» **Data listing**:
-- Start --
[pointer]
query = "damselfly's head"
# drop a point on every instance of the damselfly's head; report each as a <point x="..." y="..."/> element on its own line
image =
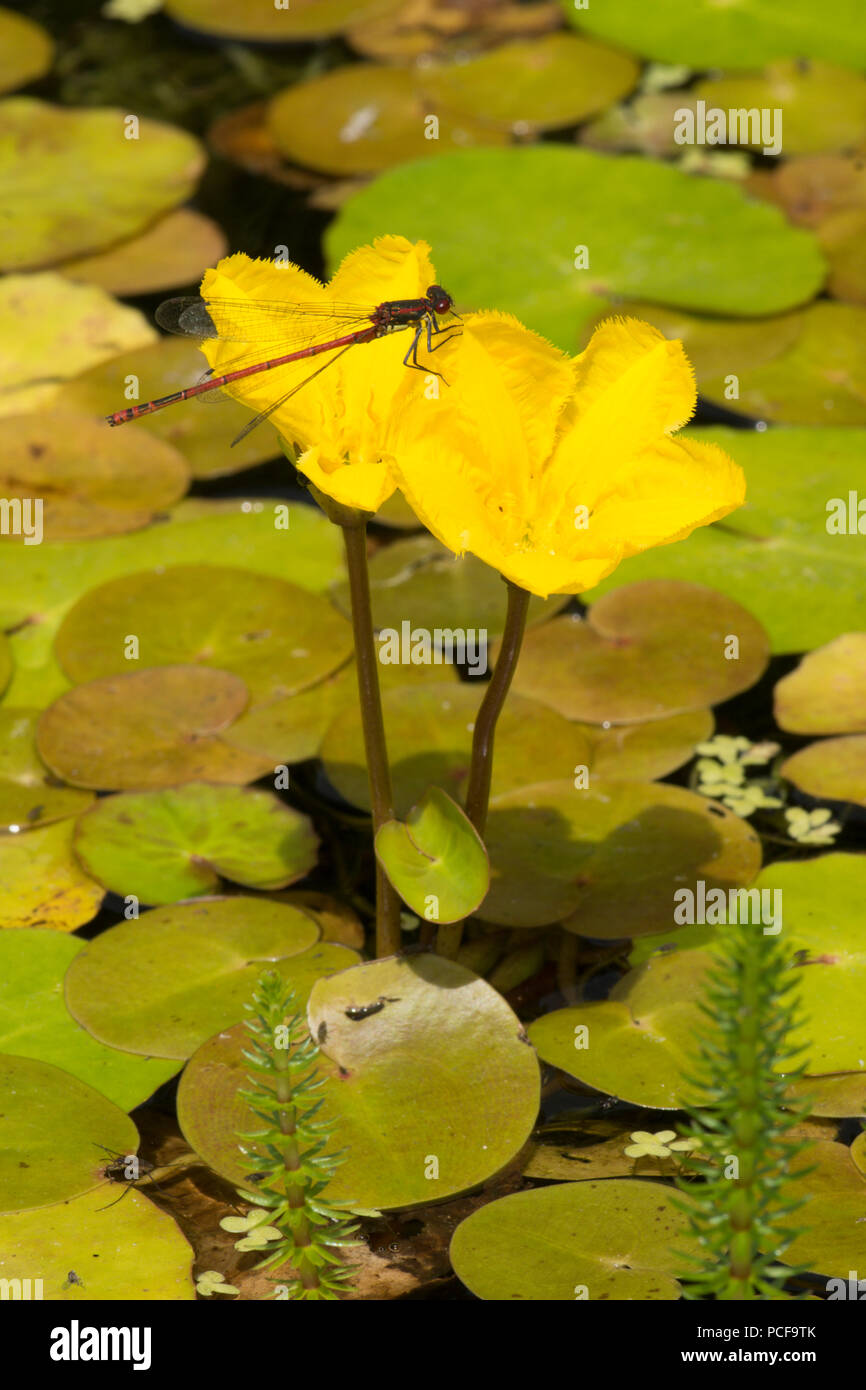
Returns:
<point x="439" y="299"/>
-- End --
» **Given problem**: Present the listing above as a Markdown table with the columns "Line No." and "Content", one numbered row per line and no rows for blank lines. Leave the pictures out of the answer.

» **Response to this exercise**:
| Line No. | Content |
|---|---|
| 1 | [pointer] |
| 2 | query = "damselfly's head" |
| 3 | # drop a point on every instance of the damselfly's head; report each as a <point x="..." y="..."/> element on its own line |
| 4 | image = |
| 5 | Returns: |
| 6 | <point x="439" y="299"/> |